* [WHAT IS EXPECTED]: Working from the line that contains "like [321, 44]." down to the last line below, repeat each line exactly.

___ RECORD EXTRACTS ___

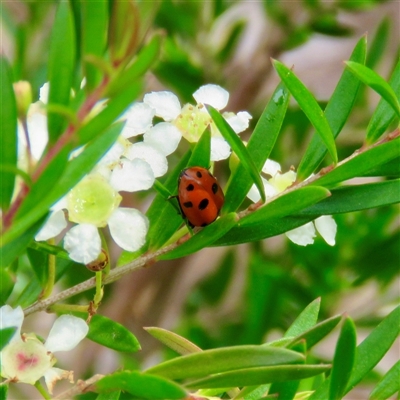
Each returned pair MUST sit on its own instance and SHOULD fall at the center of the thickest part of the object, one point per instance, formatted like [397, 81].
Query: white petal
[220, 149]
[52, 375]
[139, 118]
[165, 103]
[131, 176]
[128, 228]
[326, 226]
[213, 95]
[254, 194]
[12, 317]
[66, 332]
[53, 226]
[239, 122]
[271, 167]
[113, 154]
[303, 235]
[164, 136]
[151, 155]
[83, 243]
[44, 93]
[38, 135]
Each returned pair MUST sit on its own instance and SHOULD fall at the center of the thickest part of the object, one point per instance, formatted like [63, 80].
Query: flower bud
[23, 96]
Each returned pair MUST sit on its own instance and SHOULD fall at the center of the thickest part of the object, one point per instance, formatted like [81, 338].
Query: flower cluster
[305, 234]
[132, 165]
[26, 359]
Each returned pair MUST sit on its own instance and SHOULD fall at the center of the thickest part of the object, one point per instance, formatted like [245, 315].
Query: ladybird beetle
[200, 196]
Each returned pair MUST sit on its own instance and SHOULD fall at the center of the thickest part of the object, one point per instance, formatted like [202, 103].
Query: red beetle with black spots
[200, 196]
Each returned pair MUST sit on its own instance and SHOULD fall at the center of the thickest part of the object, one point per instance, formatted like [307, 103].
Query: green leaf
[260, 145]
[13, 249]
[163, 217]
[7, 282]
[109, 396]
[336, 112]
[315, 334]
[144, 61]
[238, 147]
[224, 359]
[286, 204]
[246, 234]
[347, 199]
[175, 342]
[8, 134]
[376, 82]
[343, 360]
[306, 320]
[206, 237]
[368, 353]
[309, 105]
[75, 170]
[140, 385]
[61, 67]
[388, 385]
[259, 376]
[5, 335]
[3, 392]
[94, 37]
[361, 163]
[202, 151]
[374, 347]
[111, 334]
[384, 114]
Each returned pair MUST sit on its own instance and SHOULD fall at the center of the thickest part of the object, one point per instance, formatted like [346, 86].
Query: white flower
[93, 203]
[26, 359]
[305, 234]
[193, 120]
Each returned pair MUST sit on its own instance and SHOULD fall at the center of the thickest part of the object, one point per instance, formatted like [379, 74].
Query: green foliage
[248, 328]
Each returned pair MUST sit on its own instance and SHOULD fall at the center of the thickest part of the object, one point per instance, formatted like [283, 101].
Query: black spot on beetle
[203, 204]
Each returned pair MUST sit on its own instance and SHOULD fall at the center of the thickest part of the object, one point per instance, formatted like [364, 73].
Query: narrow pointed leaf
[259, 376]
[94, 37]
[347, 199]
[75, 170]
[111, 334]
[205, 238]
[315, 334]
[61, 66]
[361, 163]
[374, 347]
[336, 112]
[8, 134]
[238, 147]
[375, 82]
[388, 385]
[287, 204]
[384, 114]
[143, 386]
[306, 320]
[260, 145]
[175, 342]
[224, 359]
[368, 353]
[343, 360]
[309, 105]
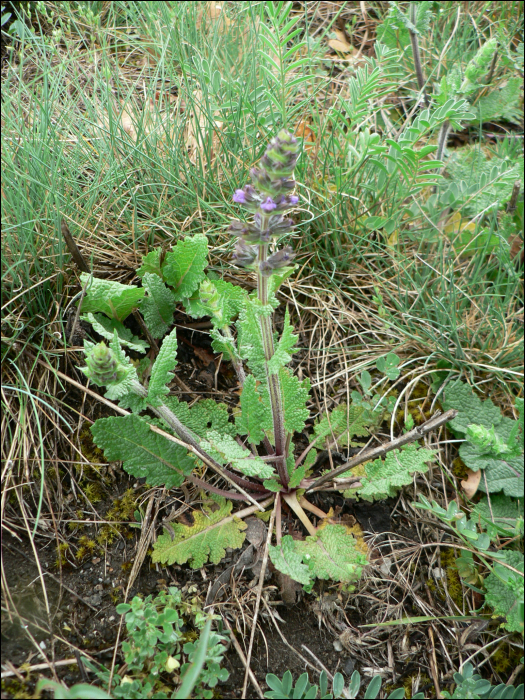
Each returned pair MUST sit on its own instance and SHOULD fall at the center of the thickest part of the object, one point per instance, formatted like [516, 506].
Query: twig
[417, 56]
[243, 658]
[258, 601]
[436, 421]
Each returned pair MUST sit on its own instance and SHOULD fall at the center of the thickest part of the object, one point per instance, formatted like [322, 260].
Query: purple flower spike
[268, 205]
[239, 197]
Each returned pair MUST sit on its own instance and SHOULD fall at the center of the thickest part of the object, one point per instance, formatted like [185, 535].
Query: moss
[506, 658]
[455, 588]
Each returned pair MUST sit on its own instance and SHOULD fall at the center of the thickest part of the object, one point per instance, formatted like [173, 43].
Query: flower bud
[102, 366]
[210, 299]
[277, 260]
[244, 255]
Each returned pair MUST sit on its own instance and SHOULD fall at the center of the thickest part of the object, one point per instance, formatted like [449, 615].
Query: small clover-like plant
[156, 649]
[254, 453]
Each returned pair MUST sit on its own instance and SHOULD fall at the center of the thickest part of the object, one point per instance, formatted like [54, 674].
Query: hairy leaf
[331, 554]
[501, 515]
[151, 263]
[107, 327]
[505, 590]
[183, 267]
[384, 478]
[225, 450]
[255, 417]
[283, 348]
[295, 395]
[162, 371]
[144, 454]
[231, 301]
[110, 298]
[207, 538]
[158, 307]
[203, 416]
[289, 561]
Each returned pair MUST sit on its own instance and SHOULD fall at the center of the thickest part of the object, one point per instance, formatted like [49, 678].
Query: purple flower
[239, 197]
[268, 205]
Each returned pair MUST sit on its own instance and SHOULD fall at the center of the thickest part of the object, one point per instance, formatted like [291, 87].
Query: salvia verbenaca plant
[254, 452]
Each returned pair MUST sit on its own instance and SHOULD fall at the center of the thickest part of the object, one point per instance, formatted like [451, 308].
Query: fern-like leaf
[162, 371]
[144, 454]
[183, 267]
[207, 539]
[158, 307]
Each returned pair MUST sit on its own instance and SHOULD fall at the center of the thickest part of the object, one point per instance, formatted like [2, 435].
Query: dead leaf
[471, 483]
[340, 44]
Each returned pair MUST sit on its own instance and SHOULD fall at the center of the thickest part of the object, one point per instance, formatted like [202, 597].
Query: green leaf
[295, 395]
[289, 561]
[332, 554]
[110, 298]
[287, 341]
[255, 417]
[144, 454]
[383, 479]
[203, 416]
[151, 263]
[231, 300]
[107, 327]
[162, 371]
[505, 591]
[501, 516]
[183, 267]
[226, 450]
[207, 539]
[158, 307]
[471, 409]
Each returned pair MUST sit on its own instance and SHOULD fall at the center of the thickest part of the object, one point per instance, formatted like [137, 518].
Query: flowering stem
[273, 380]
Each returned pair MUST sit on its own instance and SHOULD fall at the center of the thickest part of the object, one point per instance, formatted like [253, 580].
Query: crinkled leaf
[332, 554]
[384, 478]
[255, 417]
[144, 454]
[110, 298]
[107, 327]
[289, 561]
[283, 348]
[505, 591]
[471, 409]
[251, 346]
[503, 472]
[162, 371]
[207, 538]
[231, 301]
[502, 515]
[151, 263]
[158, 307]
[295, 395]
[203, 416]
[226, 450]
[183, 267]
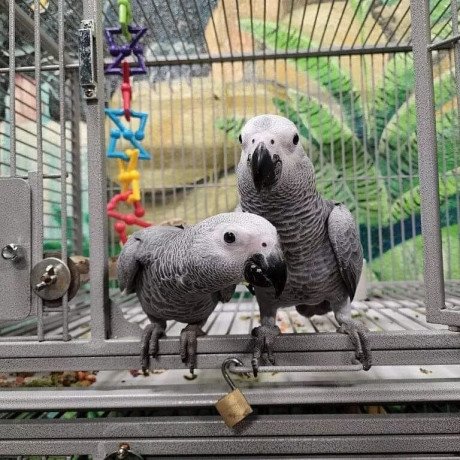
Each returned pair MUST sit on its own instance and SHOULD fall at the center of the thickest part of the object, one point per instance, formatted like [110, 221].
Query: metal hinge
[87, 58]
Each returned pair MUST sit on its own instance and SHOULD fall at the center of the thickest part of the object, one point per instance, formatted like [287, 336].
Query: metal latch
[124, 452]
[87, 58]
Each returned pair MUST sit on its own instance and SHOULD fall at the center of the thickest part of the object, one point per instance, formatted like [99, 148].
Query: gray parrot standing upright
[319, 238]
[182, 273]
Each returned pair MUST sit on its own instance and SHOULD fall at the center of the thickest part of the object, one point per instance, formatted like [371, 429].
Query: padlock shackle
[225, 365]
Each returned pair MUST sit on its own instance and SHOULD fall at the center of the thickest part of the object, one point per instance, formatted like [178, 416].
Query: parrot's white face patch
[244, 240]
[278, 134]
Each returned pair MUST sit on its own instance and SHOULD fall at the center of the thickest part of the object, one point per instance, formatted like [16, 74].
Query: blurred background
[341, 71]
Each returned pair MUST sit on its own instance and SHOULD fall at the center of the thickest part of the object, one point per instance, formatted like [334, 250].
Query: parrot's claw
[358, 336]
[264, 339]
[188, 344]
[152, 333]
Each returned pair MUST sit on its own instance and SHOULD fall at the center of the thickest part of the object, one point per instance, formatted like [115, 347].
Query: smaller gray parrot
[182, 273]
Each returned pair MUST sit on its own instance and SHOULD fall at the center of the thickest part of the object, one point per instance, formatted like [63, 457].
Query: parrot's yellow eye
[229, 237]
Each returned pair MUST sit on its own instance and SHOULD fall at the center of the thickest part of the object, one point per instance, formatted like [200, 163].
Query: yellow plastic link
[129, 176]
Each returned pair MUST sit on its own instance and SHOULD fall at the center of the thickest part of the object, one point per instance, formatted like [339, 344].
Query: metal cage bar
[97, 183]
[428, 166]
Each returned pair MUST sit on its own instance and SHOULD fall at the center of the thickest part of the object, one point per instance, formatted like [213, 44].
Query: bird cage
[371, 86]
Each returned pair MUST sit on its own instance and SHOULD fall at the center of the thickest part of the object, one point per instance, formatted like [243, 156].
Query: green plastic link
[125, 16]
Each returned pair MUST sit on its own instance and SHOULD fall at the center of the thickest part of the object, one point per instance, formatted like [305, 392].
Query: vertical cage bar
[97, 187]
[76, 165]
[454, 6]
[12, 84]
[428, 166]
[37, 180]
[63, 153]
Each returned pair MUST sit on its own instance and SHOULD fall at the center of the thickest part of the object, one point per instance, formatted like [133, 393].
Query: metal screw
[123, 451]
[48, 278]
[10, 252]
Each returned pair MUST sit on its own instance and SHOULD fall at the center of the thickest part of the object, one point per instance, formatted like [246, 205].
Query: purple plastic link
[120, 52]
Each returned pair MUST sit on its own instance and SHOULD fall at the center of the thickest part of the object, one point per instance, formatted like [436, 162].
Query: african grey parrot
[182, 273]
[320, 242]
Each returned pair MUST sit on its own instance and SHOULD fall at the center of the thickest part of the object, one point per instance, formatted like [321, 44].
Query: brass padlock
[232, 407]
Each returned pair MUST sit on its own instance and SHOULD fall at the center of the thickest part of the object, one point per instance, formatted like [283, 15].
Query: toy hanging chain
[128, 174]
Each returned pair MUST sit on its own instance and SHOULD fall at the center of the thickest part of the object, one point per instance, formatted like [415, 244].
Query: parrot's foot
[264, 338]
[358, 335]
[152, 333]
[188, 344]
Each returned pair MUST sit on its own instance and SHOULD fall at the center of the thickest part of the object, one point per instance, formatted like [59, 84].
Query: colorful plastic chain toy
[120, 52]
[128, 174]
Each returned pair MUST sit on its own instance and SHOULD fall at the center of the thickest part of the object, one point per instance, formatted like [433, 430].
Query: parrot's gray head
[245, 246]
[270, 145]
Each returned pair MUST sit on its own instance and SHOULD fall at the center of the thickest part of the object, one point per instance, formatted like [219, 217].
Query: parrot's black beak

___

* [EXPECTED ANSWER]:
Each returned pair MUST sit on its own instance and SHOULD fall at the center of the thickest part of the object, one point per instance, formatted like [321, 44].
Query: brass padlock
[232, 407]
Each returned pair MUST sit on its own instance and SHOULD fall at the center of the thickest part of the object, one point per instance, formatted like [283, 15].
Query: toy hanging chain
[128, 174]
Each returned pair MUST sit on its own instance and SHOULD fall at the center of the thickest part of the object, one point per instance, formatted like [415, 244].
Query: parrot's foot
[264, 338]
[358, 335]
[152, 333]
[188, 344]
Each returned pair MUST sit on its own instance and SHOULD fall at the center of the thickest part of the object, one point per instance, formatted like [59, 84].
Query: colorful plastic chain toy
[120, 52]
[128, 174]
Each returned pair MUST sit on its own instance and SHOULD fall at the center of the thickest part of the object, one point per instance, formatted like [433, 430].
Query: parrot's gray head
[245, 246]
[270, 145]
Each returned pair MUST sit on its own instance and SHOULD fall at the center of the thickest part of the object, one point per instance, formatted like [219, 217].
Query: parrot's black beak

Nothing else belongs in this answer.